- **RECORDS SHOWN**:
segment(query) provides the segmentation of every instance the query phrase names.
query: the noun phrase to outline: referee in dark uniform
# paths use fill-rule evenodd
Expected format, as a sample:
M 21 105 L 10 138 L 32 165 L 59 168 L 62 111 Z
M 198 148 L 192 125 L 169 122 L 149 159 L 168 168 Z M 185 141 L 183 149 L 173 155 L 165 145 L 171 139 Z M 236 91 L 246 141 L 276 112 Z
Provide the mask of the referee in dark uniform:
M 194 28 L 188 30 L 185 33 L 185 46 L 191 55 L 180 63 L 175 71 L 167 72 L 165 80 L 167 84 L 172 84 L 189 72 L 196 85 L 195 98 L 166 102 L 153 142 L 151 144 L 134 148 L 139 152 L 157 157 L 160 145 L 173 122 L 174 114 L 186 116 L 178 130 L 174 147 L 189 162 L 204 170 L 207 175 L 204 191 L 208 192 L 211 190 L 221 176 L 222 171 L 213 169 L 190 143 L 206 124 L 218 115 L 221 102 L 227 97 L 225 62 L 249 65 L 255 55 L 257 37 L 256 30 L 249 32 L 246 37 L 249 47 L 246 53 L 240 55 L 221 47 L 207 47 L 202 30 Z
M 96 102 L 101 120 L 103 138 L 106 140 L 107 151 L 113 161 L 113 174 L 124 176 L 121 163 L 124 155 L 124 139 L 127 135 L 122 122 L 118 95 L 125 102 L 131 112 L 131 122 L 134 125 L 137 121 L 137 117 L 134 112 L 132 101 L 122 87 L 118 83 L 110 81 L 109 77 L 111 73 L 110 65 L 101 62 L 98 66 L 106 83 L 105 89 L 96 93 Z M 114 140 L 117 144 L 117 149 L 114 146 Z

- **WRITTEN TASK**: Quote all of the lines above word for word, without changing anything.

- **WRITTEN REPLY**:
segment(query) provides the segmentation of every instance the query phrase names.
query: the noun phrase to outline: referee in dark uniform
# paths use fill-rule evenodd
Expected format, as a sample:
M 21 105 L 10 138 L 32 165 L 59 168 L 62 111 Z
M 198 148 L 192 125 L 169 122 L 149 159 L 168 168 Z M 185 141 L 183 149 L 173 155 L 165 145 L 171 139 Z M 236 91 L 246 141 L 276 112 Z
Provide the mask of the referee in dark uniform:
M 194 28 L 188 30 L 185 33 L 185 46 L 191 55 L 180 63 L 175 71 L 167 72 L 165 80 L 167 84 L 172 84 L 189 72 L 196 85 L 195 98 L 166 102 L 153 142 L 151 144 L 134 148 L 139 152 L 157 157 L 160 145 L 173 122 L 174 114 L 186 116 L 178 130 L 174 147 L 189 162 L 204 170 L 207 175 L 204 191 L 208 192 L 211 190 L 221 176 L 222 171 L 213 169 L 190 143 L 206 124 L 218 115 L 221 102 L 227 97 L 225 62 L 249 65 L 255 55 L 257 37 L 256 30 L 249 32 L 246 37 L 249 47 L 246 53 L 240 55 L 221 47 L 207 47 L 202 30 Z
M 96 102 L 101 120 L 103 138 L 106 140 L 107 151 L 113 161 L 113 174 L 124 176 L 121 163 L 124 155 L 124 139 L 127 135 L 122 122 L 118 95 L 125 102 L 131 112 L 131 122 L 134 125 L 137 121 L 137 117 L 134 112 L 132 101 L 122 87 L 118 83 L 110 81 L 109 77 L 111 73 L 110 65 L 101 62 L 98 66 L 106 83 L 105 89 L 96 93 Z M 114 140 L 117 144 L 117 149 L 114 146 Z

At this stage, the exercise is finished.